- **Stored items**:
* BEGIN *

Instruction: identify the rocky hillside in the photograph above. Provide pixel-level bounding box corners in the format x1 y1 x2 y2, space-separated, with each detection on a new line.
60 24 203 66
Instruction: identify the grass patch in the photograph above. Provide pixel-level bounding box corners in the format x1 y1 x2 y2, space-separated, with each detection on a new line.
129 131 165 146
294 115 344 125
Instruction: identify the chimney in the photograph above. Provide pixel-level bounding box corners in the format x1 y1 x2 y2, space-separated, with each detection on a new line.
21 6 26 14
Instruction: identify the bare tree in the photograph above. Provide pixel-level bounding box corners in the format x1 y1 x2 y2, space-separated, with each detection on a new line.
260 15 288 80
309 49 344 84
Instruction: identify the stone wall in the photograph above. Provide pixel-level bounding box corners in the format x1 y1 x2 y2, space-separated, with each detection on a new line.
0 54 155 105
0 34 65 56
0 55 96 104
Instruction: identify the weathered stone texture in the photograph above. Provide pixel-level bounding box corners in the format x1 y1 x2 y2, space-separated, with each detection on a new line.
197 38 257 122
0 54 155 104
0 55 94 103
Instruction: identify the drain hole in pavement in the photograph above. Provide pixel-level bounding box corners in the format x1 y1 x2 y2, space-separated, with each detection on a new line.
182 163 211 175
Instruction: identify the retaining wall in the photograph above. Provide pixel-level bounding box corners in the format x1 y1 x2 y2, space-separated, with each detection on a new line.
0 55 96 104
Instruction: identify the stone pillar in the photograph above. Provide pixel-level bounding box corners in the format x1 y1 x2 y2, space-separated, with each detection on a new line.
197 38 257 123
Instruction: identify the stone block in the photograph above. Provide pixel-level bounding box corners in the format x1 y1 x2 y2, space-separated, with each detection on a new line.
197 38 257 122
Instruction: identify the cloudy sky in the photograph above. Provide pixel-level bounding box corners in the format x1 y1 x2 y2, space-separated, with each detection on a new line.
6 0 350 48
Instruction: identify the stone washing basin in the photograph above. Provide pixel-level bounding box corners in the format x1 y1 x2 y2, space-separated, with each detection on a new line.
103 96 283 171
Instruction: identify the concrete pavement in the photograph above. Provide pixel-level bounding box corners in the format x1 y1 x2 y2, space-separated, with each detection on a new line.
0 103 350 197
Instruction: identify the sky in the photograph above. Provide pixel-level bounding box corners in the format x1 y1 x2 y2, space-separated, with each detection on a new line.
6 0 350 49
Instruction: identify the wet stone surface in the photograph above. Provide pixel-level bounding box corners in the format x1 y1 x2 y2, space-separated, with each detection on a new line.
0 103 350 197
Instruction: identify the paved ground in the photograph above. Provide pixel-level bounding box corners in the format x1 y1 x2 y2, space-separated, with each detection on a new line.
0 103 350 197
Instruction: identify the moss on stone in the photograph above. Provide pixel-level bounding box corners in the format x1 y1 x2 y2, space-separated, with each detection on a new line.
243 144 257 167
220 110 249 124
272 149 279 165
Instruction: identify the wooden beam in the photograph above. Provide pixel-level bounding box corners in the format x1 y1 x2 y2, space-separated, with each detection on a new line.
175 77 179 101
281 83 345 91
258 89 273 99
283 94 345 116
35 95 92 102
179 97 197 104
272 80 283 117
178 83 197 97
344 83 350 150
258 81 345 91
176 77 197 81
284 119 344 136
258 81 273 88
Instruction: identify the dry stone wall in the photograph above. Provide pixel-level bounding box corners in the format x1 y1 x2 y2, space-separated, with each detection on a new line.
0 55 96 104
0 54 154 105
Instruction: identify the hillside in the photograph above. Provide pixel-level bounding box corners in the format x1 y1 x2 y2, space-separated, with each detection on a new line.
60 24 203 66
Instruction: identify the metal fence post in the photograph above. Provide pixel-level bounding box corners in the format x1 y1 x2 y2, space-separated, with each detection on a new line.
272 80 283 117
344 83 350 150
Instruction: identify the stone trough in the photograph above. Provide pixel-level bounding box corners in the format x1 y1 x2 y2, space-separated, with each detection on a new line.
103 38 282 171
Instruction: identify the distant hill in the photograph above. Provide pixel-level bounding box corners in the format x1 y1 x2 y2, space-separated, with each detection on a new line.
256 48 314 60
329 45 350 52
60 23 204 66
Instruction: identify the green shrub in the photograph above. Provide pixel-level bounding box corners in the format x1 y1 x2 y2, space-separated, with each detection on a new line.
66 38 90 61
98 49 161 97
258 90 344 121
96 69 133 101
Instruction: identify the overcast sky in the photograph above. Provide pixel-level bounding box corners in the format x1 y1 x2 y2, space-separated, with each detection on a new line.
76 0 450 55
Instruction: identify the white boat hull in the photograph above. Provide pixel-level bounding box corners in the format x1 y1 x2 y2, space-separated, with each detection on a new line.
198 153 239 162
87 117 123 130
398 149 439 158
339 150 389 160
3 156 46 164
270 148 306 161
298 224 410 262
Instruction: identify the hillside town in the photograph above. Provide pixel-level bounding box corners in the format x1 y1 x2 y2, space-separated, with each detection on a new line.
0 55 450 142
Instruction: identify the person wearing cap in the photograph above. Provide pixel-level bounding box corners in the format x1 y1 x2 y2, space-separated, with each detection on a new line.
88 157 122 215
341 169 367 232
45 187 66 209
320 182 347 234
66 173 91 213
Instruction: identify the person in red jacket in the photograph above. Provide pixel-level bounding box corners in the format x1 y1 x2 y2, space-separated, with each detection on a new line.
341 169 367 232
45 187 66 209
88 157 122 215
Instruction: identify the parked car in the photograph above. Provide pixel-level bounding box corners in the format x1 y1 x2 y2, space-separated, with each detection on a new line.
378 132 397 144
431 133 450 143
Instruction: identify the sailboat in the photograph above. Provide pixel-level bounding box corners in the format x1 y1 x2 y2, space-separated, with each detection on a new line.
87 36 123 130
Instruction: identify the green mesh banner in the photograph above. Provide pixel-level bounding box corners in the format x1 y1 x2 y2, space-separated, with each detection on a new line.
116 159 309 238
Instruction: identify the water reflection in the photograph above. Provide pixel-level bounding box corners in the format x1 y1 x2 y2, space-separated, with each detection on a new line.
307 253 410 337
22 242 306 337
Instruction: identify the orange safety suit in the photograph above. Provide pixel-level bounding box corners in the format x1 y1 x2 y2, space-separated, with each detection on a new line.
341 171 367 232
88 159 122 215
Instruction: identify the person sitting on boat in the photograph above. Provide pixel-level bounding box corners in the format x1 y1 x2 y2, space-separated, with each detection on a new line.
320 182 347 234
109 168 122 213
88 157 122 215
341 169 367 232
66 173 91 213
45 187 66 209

* END *

Duplicate these records line for line, with no changes.

- **Answer for this exercise**:
Instruction: identify the rocky hillside in the photograph above. Provide pixel-level bounding box corners in the format x1 y1 x2 y2, space-separated, with each detection on a new line.
60 24 203 66
Instruction: identify the grass patch in the photograph above. Provide pixel-level bounding box corners in the format x1 y1 x2 y2, space-separated, with each detection on a new line.
129 131 165 146
294 115 344 125
Instruction: identify the chimney in the photograph above. Provide pixel-level bounding box corners in the format x1 y1 x2 y2, space-separated, with each detection on a new line.
21 6 26 14
Instruction: identify the bare tree in the photograph above. Provide pixel-level bounding box corners in the format x1 y1 x2 y2, space-separated, with each detection on a new line.
260 15 288 80
309 49 344 84
Instruction: identify the stone wall in the photograph above. Provide pixel-level bounding box corners in the format x1 y1 x2 y2, space-separated, with each detection on a new line.
0 54 155 105
0 34 65 56
0 55 96 104
Instruction: identify the weathered stone texture in the photograph above. Provide pixel-level bounding box corners in the format x1 y1 x2 y2, space-separated, with each detection on a new line.
197 38 257 122
0 54 155 104
0 55 94 103
Instruction: identify the drain hole in pavement in the photograph above. Provide pixel-level bounding box corners in the format x1 y1 x2 y2, space-separated, with each detection on a new line.
182 163 211 175
Instruction: identify the retaining wall in the photograph above. Provide pixel-level bounding box corners in the format x1 y1 x2 y2, space-separated, with each detection on a new line.
0 55 96 104
Instruction: identify the stone pillar in the photograph above. Provide pixel-level bounding box corners in the format x1 y1 x2 y2, space-separated, with each detection on a new line.
197 38 257 123
Instruction: identify the stone block in the photograph above. Provide pixel-level bounding box corners in the format x1 y1 x2 y2, space-separated, with each detection on a new line.
197 38 257 122
Instruction: identify the cloudy sky in the photograph above. Provide pixel-level bounding box corners in the format x1 y1 x2 y2, space-separated, with each detection on a new line.
6 0 350 48
Instruction: identify the stone washing basin in the photograph above. Provide pixel-level bounding box corners in the format x1 y1 x2 y2, space-separated, with each detection on a new line.
103 96 283 171
Instruction: identify the concrete pavement in the photograph above. Provide pixel-level bounding box corners in the format x1 y1 x2 y2, space-separated, with each detection on a new line.
0 103 350 197
Instruction: identify the sky in the photograph above. Provide pixel-level bounding box corners in the format x1 y1 x2 y2, space-separated, with each detection on a new line.
6 0 350 49
Instruction: identify the wet stone surface in the photograph above. Provide pixel-level bounding box corners in the format x1 y1 x2 y2, space-separated, with each detection on a new line.
0 103 350 197
Instruction: identify the paved ground in the photograph above. Provide pixel-level bounding box corners in the format x1 y1 x2 y2, space-separated, with each detection on a new line.
0 103 350 197
Instruction: identify the moss on stone in the photograph above. Provide pixel-level bounding box corners in the format x1 y1 x2 y2, space-separated, with each detection on a new line.
243 144 257 167
220 110 249 124
272 149 279 165
Instruction: identify the wooden beam in the photograph above. Provide pixel-level bounding box corners in the format x1 y1 x2 y2, space-separated, with each detection on a new line.
175 77 179 101
281 83 345 91
258 89 273 99
283 94 345 116
35 95 92 102
179 97 197 104
272 80 283 117
178 83 197 97
344 83 350 150
258 81 345 91
176 77 197 81
284 119 344 136
258 81 273 88
Instruction: identify the dry stone wall in the photograph above. Provide pixel-level bounding box corners in the format x1 y1 x2 y2, space-separated, with each detection on a new line.
0 55 96 104
0 54 154 105
Instruction: identify the hillside in the photograph above. Provide pixel-level bounding box corners in the format x1 y1 x2 y2, space-separated, with each detection on a new line.
60 24 203 66
Instruction: identify the metal fence post in the photograph above. Provide pixel-level bounding box corners in the format x1 y1 x2 y2, space-separated, with each detection on a new line.
272 80 283 117
344 83 350 150
Instruction: identify the stone trough in the photograph above. Provide pixel-level bounding box corners in the format x1 y1 x2 y2, space-separated, with each detection on a new line.
103 38 282 171
Instruction: identify the distant hill in the photograph above. Provide pixel-level bounding box corners in the format x1 y1 x2 y2, space-separated, with each detection on a new line.
256 48 314 60
329 45 350 52
60 23 204 66
Instruction: identify the green shrub in the photograph above. Provide pixel-level bounding box corners in the format x1 y1 x2 y2, space-separated, with each detection on a new line.
66 38 90 61
98 49 161 97
258 90 344 121
96 69 133 101
Instruction: identify the overcast sky in the photograph above. Provide pixel-level bounding box corners in the format x1 y1 x2 y2, space-separated, with each detection on a new line.
76 0 450 55
Instruction: identify the white boat hull in the photograph above. Provide pixel-level bounding box corners in the format x1 y1 x2 y2, space-separated, with each detection on a new line.
198 153 239 162
87 117 123 130
398 149 439 158
339 150 389 160
3 156 46 164
270 148 306 161
298 224 410 262
Instruction: identify the hillside town in the photograph above. Provide pixel-level bounding box corners in the format x1 y1 x2 y2, space-separated, with each detection on a new line.
0 55 450 142
Instruction: identify the person wearing cap in the photograph above. Provide pixel-level bounding box corners in the format x1 y1 x2 y2, space-separated, with each detection on a new line.
88 157 122 215
341 169 367 232
45 187 66 209
320 182 347 234
66 173 91 213
Instruction: identify the person in red jacket in the photograph above. Provide pixel-level bounding box corners in the format x1 y1 x2 y2, space-separated, with each detection on a new line.
341 169 367 232
45 187 66 209
88 157 122 215
Instruction: identify the parked car in the photograph above. Provide pixel-level bounding box corners in the format x1 y1 x2 y2, space-separated, with each detection on a new line.
378 132 397 144
431 133 450 143
Instruction: identify the sailboat in the photograph above. Provide pixel-level bounding box corners in the format x1 y1 x2 y2, space-separated, with each detection on a new line.
87 36 123 130
Instruction: identify the green mesh banner in the photograph above. Provide pixel-level bounding box corners in the format x1 y1 x2 y2, space-separated, with each detection on a new line.
116 159 309 238
Instruction: identify the water reflection in the photograph above. Provide pixel-level bounding box corners in the format x1 y1 x2 y2, space-separated, with each detection on a new line.
307 253 410 337
22 242 306 337
Instruction: identify the orange safety suit in the photograph above. Provide pixel-level bounding box corners in the format x1 y1 x2 y2, space-separated, with each detection on a new line.
341 171 367 232
88 159 122 215
Instruction: identify the person sitting on boat in the photograph above. Provide pixel-level bounding box corners in the format x1 y1 x2 y2, space-separated, with each detection on a new line.
320 182 347 234
109 168 122 213
88 157 122 215
341 169 367 232
66 173 91 213
45 187 66 209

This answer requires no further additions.